*** Extract provided
Colloquia Series-Dennis Goldfarb

Jan 25
11:00 a.m.
Lopata Hall, Room 101

Novel Data Analysis and Acquisition Methods


Improve Protein Sequencing by Mass Spectrometry


One of the biggest surprises from the Human Genome Project was the small number of genes encoded in our DNA. Our genome's limited repertoire of ~20,000 genes did not reflect the complexity of life, so scientists have turned to the study of the proteome—an organism's full protein complement—to begin filling the void in molecular diversity. However, the primary technique for studying the proteome, mass spectrometry, generates vast quantities of complex data that cannot yet be fully interpreted.

The goal of mass spectrometry in proteomics is to determine the abundance and amino acid sequence of every protein in a biological sample. To accomplish this, proteins are cleaved into subsequences called peptides and injected into a mass spectrometer. The peptides are fragmented into smaller molecules, and a mass analyzer records a mass spectrum: the mass-to-charge ratios and abundances of the fragments. A sequencing algorithm is then tasked with determining which peptides generated the observed fragmentation patterns.
******
*** Data extract
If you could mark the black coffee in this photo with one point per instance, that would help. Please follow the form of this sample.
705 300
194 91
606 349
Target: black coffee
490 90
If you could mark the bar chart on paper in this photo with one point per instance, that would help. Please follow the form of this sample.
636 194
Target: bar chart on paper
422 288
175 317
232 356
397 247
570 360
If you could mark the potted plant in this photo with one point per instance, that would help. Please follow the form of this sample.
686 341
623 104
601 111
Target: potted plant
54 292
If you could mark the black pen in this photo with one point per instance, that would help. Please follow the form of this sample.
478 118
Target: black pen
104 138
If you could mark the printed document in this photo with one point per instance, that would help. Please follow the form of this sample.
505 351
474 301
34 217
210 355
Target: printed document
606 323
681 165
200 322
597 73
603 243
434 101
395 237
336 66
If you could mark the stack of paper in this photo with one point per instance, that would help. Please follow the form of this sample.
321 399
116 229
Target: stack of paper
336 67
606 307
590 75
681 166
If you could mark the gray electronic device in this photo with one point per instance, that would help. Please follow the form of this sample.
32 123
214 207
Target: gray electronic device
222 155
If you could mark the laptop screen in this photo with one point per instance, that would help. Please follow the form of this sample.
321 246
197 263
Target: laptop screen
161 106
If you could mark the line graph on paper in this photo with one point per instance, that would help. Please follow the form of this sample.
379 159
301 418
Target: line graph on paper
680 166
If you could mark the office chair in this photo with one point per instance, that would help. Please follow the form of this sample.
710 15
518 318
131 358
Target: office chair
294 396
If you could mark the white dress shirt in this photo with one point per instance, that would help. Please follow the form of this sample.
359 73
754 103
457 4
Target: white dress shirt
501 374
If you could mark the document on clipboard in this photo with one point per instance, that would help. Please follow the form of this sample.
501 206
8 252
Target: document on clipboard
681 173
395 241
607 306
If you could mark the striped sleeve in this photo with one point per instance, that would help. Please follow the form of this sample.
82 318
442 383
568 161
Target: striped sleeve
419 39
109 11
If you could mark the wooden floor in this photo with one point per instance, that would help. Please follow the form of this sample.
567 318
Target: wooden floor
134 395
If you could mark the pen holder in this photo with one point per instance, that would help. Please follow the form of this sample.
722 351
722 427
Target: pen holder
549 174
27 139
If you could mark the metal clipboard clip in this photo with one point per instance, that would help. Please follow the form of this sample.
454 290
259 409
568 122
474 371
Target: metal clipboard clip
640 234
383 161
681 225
******
- **Assignment**
Answer these about the colloquium announcement above.
1. Where is the talk held?
2. About how many genes does the announcement say the human genome contains?
3. What does a mass analyzer record in a mass spectrum?

- **Task output**
1. Lopata Hall, Room 101.
2. About 20,000.
3. The mass-to-charge ratios and abundances of the fragments.